* [Your task]
Report back the lines in this listing that carry the string "helmet".

* [Material to process]
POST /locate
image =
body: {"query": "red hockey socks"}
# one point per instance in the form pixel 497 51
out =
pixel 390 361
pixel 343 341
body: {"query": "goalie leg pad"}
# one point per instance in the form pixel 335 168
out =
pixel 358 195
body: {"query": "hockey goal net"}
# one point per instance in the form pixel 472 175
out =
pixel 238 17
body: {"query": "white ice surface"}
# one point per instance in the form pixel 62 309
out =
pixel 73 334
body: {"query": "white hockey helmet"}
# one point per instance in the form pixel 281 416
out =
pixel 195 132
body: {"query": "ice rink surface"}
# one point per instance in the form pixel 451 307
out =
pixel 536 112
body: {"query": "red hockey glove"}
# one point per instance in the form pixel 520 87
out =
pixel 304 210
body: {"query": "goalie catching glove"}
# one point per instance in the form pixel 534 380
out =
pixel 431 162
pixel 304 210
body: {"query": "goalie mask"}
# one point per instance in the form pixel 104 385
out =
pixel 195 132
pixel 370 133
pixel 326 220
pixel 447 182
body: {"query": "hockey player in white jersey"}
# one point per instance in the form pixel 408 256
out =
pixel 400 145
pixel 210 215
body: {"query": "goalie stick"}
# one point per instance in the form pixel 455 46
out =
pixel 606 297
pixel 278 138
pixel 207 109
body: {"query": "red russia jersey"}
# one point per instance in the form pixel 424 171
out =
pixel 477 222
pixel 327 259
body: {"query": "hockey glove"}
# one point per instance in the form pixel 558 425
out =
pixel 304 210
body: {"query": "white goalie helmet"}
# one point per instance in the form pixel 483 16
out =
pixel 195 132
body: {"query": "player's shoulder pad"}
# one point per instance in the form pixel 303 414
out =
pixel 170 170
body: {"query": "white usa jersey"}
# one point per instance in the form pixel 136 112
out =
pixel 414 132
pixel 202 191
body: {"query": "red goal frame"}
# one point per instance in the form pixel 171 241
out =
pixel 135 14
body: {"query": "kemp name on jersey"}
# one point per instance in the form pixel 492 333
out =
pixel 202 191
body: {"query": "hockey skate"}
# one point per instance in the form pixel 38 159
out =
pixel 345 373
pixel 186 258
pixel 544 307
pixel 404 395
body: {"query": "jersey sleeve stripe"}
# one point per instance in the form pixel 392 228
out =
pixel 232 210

---

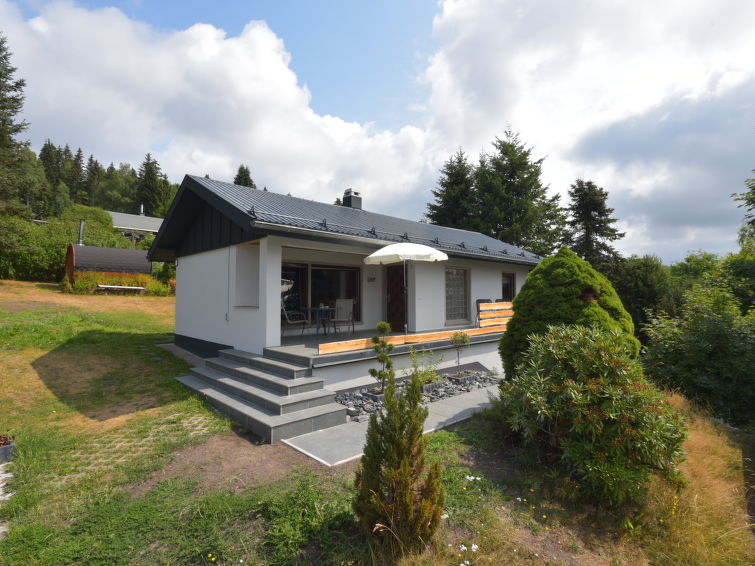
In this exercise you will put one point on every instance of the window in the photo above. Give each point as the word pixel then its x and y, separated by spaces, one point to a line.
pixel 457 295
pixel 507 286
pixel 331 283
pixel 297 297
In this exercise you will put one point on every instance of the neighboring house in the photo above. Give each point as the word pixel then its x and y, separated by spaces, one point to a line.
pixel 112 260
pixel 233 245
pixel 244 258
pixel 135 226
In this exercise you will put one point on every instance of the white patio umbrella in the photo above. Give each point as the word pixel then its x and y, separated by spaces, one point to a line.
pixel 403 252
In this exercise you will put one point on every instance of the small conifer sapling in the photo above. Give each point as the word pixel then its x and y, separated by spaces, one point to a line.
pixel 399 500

* [Solution to this exercise]
body: {"query": "white hockey helmet"}
body: {"query": "white goalie helmet"}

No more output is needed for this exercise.